--- What you will do ---
From the data below, restate every line word for word.

Natural language region descriptions:
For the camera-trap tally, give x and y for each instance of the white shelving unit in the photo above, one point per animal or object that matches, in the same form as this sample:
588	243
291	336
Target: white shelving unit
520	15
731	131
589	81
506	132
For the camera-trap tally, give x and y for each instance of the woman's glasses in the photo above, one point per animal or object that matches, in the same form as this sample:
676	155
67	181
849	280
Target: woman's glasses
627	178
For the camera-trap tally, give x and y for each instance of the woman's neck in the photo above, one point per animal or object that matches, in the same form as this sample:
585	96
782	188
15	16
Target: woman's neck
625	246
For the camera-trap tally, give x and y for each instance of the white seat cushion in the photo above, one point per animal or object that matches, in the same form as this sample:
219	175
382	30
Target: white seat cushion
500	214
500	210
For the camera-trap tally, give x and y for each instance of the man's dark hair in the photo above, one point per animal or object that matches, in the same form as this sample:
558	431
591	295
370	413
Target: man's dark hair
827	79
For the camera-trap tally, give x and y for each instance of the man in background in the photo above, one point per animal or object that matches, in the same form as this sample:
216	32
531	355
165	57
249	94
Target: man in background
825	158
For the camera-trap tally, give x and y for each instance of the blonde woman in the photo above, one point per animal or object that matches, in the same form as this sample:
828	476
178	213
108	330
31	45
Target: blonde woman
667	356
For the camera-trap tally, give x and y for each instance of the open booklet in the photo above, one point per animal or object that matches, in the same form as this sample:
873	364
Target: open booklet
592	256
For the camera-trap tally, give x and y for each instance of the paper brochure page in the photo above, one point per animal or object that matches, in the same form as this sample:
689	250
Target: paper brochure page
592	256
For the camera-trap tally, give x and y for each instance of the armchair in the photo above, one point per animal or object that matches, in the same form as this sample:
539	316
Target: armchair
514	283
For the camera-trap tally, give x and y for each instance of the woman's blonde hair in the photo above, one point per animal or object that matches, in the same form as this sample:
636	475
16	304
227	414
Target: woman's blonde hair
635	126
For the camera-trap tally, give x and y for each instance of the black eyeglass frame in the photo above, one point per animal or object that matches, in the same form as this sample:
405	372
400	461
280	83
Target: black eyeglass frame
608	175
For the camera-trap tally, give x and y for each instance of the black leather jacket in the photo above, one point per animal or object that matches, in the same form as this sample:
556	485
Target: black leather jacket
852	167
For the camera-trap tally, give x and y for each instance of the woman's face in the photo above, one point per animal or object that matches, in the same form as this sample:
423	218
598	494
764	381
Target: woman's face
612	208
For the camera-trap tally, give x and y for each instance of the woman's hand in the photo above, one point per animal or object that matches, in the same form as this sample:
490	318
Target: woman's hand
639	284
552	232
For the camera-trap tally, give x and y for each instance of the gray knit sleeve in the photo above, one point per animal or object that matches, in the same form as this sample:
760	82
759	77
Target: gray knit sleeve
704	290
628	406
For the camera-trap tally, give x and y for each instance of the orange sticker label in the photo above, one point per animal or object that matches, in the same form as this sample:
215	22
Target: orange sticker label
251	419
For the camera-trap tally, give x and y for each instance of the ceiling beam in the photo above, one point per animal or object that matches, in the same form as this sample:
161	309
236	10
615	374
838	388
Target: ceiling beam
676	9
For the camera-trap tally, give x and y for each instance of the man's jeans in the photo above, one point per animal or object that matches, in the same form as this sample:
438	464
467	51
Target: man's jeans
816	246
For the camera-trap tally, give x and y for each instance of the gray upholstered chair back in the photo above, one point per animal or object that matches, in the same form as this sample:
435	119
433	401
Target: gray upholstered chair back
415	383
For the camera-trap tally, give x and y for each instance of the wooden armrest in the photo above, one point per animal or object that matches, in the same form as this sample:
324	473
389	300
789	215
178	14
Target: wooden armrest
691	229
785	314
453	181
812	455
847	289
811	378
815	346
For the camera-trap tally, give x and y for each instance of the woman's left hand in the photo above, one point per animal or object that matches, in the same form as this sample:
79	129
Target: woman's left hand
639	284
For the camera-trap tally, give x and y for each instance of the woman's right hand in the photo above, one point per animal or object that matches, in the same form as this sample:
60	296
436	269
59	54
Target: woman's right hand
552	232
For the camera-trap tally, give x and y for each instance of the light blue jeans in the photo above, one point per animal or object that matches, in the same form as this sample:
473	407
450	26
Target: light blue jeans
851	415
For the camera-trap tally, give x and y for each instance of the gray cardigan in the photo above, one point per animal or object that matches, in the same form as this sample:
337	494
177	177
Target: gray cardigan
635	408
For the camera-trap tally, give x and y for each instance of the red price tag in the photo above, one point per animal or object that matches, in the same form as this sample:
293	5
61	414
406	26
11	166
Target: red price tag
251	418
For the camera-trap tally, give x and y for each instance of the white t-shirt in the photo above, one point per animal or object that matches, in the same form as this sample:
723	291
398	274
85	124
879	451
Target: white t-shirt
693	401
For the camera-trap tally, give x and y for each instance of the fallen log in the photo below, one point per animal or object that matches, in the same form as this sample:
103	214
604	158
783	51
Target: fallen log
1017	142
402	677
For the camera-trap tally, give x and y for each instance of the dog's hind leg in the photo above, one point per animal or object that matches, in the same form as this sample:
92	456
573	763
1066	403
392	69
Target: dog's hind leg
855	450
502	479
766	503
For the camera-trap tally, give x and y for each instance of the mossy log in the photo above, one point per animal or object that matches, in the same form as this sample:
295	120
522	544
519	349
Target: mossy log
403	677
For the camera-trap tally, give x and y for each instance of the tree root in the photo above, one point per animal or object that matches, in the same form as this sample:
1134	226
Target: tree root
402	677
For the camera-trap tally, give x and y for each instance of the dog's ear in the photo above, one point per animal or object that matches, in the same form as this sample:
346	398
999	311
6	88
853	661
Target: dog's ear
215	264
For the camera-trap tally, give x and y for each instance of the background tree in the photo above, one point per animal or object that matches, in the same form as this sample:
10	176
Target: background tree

--- Answer to the exercise ---
For the camera-trap tally, give x and y for each instance of the white shelving unit in the photo above, one point per animal or object that matches, in the same form as this sample:
588	243
291	336
Target: white shelving unit
520	15
731	131
589	81
506	132
For the camera-trap tally, give x and y for each instance of the woman's glasses in the photo above, one point per animal or object that matches, in the same form as this sample:
676	155
67	181
849	280
Target: woman's glasses
627	178
For the camera-trap tally, give x and y for each instance of the woman's neck in the photo above, one point per animal or object that matches, in the same form as this sample:
585	96
782	188
15	16
Target: woman's neck
625	246
For the camera-trap tally, give x and y for each instance of the white seat cushion in the photo above, one point per animal or object that matches, in the same form as this sample:
219	175
382	30
Target: white seat cushion
500	214
500	210
For the camera-trap tally, give x and y for each instance of the man's dark hair in the photo above, one point per animal or object that matches, in the same form as this sample:
558	431
591	295
370	413
Target: man's dark hair
827	79
For the camera-trap tally, give x and y for each instance of the man in background in the photo above, one point per animal or object that matches, in the same form as this sample:
216	32
531	355
165	57
249	94
Target: man in background
825	158
For the camera-trap tally, give x and y for each instance of the blonde woman in the photo above, one point per animal or object that matches, in the same form as this sample:
828	476
178	213
108	330
31	45
Target: blonde woman
667	356
For the camera-trap tally, give x and y for each instance of the open booklet in the photo above, one point per animal or object that matches, in the same form as this sample:
873	364
Target: open booklet
592	256
For the camera-trap tally, give x and y for each instance of the paper brochure page in the photo above, one point per animal or object that matches, in the same form as this sample:
689	250
Target: paper brochure page
592	256
For the camera-trap tally, give x and y for each instance of the armchair in the photo above, one point per animal or object that matches, in the same form as this sample:
539	316
Target: armchair
514	283
For the camera-trap tally, give x and y for each instance of the woman's blonde hair in the photo above, one point per animal or object that matches, in the same form as this sample:
636	475
16	304
227	414
Target: woman's blonde hair
635	126
For the camera-trap tally, give x and y for each instance of the black eyeglass frame in the photo above, one point per animal or object that matches, in the same form as this sample:
405	372
400	461
280	83
Target: black eyeglass frame
608	175
For the camera-trap tally, give x and y for each instance of the black leather jacket in the photo above, one point per animal or object that matches, in the same form as this sample:
556	485
Target: black leather jacket
852	167
For the camera-trap tally, give x and y for each instance of the woman's face in the photo above, one point per animal or object that matches, in the same form as this sample:
423	218
598	494
764	381
Target: woman's face
612	208
For the camera-trap tally, give x and y for each instance of the woman's hand in the photo above, one point per animal or object that matches, in the same form as this sample:
490	318
Target: woman's hand
639	284
552	232
For the camera-trap tally, give x and y for each instance of the gray knit sleeve in the photo above, one point per animal or object that matches, in the same form as this sample:
760	82
759	77
Target: gray knit sleeve
704	290
628	406
For the camera-trap tally, give x and y for each instance of the orange sticker label in the photo above, one point per animal or object that matches, in the same form as this sample:
215	22
Target: orange sticker label
251	419
For the camera-trap tally, give x and y for each instance of the ceiling beam in the photo above, one point per animal or object that matches, in the same form as this sample:
161	309
236	10
615	374
838	388
Target: ceiling beam
676	9
For the camera-trap tally, give x and y for each instance of the man's jeans in the photo above, one point per animal or object that matches, in the same form as this sample:
438	464
467	51
Target: man's jeans
816	246
For the camera-trap tally, give x and y for each instance of the gray upholstered chair back in the photo above, one point per animal or object that matches, in the same form as this sample:
435	119
433	401
Target: gray upholstered chair back
415	383
For the camera-trap tally, give x and y for each instance of the wooden armrest in the photo above, one point per animal or object that matches, in the same form as this sample:
324	473
389	300
789	215
178	14
Target: wooden armrest
691	229
785	314
453	181
812	455
847	289
811	378
815	346
For the camera-trap tally, give x and y for each instance of the woman's left hand in the photo above, one point per animal or object that matches, in the same form as this sample:
79	129
Target: woman's left hand
639	284
For the camera-trap tally, give x and y for each instance of the woman's right hand in the photo above, one point per animal or object that matches, in the same form as this sample:
60	296
436	269
59	54
Target: woman's right hand
552	232
For the camera-trap tally, give x and y for each instance of the light blue jeans in the photo above, one point per animal or object that matches, in the same form as this sample:
473	407
450	26
Target: light blue jeans
851	415
For the camera-trap tally, give x and y for each instance of the gray cardigan in the photo above, one point per animal or object that matches, in the same form as this sample:
337	494
177	177
Target: gray cardigan
635	408
For the camera-trap tally, give x and y for each instance of the red price tag in the photo above, one point per animal or object that matches, in the same form as this sample:
293	5
61	414
406	26
11	166
Target: red price tag
251	418
For the camera-trap tally, give x and y for each instance of the white t-shirt in the photo above, one point per animal or object that matches, in the same form as this sample:
723	291
398	274
85	124
879	451
Target: white t-shirt
693	401
For the camera-trap tally, give x and y for each instance of the fallen log in the photo below, one point per animal or object that matches, in the same form as this sample:
103	214
604	158
783	51
Target: fallen log
1017	142
402	677
For the camera-trap tally, give x and y for each instance of the dog's hind leg in the photo above, one point per animal or object that matches, in the same form as this sample:
92	456
573	763
1066	403
392	69
Target: dog's hind leg
855	450
502	479
766	503
For the camera-trap tally, give x and y for each instance of the mossy log in the photo above, one point per animal or object that matches, in the same form as this sample:
295	120
522	544
519	349
Target: mossy log
403	677
For the camera-trap tally, give x and y for each instance of the tree root in the photo above, one point per animal or object that matches, in the same form as this sample:
1134	226
Target: tree root
402	677
For the camera-trap tally, give x and y for each instance of the dog's ear in the photo above, one point per animal or object that matches, in the same form as this sample:
346	398
999	311
6	88
853	661
Target: dog's ear
215	264
For the camera-trap tally, give x and y for each instance of the background tree in the photo above, one point per animal or object that matches, in the same form as this sample:
10	176
Target: background tree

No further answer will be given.